[Region pointing data]
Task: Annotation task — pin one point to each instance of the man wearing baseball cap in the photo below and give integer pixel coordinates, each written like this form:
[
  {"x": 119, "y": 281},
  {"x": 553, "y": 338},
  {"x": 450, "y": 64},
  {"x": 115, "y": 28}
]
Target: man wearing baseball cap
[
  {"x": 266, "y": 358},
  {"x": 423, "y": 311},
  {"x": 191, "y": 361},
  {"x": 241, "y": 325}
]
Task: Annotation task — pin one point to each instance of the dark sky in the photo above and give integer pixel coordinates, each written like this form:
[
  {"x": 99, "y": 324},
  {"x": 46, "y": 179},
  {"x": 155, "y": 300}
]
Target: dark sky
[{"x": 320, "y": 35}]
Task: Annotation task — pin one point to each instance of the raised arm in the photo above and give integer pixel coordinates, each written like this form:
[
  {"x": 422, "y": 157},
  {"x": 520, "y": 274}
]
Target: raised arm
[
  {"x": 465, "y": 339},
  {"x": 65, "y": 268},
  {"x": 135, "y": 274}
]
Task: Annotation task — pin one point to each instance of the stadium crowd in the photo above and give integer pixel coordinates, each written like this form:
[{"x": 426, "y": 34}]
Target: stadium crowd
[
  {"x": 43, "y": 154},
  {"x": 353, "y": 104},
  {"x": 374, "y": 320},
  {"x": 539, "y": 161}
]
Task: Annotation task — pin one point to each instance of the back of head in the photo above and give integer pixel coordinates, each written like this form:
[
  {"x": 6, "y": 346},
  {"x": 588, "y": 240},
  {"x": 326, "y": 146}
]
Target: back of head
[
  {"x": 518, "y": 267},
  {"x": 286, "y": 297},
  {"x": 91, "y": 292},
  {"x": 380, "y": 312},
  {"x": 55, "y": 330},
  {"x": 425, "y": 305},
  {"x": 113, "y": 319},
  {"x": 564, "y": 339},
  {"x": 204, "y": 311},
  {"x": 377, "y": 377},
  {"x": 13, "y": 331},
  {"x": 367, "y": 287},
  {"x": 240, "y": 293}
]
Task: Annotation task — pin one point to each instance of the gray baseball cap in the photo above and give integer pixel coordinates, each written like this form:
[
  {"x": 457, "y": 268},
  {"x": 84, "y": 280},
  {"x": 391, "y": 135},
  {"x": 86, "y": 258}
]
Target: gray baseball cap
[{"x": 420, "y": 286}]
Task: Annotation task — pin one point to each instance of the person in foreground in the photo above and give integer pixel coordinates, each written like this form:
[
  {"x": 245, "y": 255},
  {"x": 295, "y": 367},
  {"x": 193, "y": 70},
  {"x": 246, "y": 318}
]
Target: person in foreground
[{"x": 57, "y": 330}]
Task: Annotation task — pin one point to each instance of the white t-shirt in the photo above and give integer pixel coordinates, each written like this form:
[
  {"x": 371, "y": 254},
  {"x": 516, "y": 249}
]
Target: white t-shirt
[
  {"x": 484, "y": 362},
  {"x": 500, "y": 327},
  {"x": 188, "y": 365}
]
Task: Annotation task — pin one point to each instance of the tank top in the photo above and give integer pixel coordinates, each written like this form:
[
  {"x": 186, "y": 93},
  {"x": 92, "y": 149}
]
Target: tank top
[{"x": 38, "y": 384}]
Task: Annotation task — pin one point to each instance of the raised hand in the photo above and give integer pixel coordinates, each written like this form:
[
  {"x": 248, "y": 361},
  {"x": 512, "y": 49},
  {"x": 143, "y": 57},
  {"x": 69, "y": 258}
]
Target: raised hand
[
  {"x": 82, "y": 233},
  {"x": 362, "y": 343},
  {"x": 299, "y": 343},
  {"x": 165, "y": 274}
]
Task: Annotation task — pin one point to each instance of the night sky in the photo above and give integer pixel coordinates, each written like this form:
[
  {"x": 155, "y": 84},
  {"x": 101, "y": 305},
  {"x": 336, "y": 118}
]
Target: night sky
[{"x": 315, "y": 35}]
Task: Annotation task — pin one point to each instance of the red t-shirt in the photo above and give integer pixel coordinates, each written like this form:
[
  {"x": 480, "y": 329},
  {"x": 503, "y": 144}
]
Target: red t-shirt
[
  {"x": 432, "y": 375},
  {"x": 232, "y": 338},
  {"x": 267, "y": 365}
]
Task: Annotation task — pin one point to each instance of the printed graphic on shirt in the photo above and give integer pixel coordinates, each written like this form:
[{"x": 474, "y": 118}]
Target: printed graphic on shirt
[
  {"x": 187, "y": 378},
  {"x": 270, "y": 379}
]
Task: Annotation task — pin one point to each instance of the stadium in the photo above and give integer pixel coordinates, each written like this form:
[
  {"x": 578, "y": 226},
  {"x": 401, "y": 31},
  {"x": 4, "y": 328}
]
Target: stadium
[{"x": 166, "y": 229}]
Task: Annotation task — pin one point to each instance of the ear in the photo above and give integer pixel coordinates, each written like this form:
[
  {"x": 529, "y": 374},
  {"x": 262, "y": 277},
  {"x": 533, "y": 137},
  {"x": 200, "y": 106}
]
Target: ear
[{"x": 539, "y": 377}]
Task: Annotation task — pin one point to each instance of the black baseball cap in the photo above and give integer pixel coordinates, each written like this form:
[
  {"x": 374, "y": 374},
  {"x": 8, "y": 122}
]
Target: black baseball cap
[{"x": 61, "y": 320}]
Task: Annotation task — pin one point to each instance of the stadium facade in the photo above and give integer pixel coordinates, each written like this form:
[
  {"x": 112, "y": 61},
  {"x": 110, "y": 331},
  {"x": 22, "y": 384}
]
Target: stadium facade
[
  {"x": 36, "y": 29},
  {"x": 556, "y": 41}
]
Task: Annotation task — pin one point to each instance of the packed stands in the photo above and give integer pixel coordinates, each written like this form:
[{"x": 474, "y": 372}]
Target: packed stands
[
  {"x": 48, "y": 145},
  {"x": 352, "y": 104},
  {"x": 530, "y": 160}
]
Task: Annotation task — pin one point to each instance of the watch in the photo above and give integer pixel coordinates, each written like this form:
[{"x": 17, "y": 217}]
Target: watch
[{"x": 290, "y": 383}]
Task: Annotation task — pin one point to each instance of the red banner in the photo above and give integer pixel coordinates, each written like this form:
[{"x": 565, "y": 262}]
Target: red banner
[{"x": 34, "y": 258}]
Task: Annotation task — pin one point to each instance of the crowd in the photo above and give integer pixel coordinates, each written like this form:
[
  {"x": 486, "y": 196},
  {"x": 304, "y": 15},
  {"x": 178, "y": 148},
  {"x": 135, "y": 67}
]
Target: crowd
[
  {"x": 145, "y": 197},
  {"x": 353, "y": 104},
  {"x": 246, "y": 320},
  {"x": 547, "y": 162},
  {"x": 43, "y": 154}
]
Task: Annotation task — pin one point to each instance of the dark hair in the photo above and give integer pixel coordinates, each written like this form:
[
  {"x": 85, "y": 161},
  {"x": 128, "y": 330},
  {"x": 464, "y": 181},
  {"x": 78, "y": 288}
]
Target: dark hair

## PROMPT:
Determine how many lines in the preceding records include the word "hair". The answer is that number alone.

## COMPLETED TASK:
2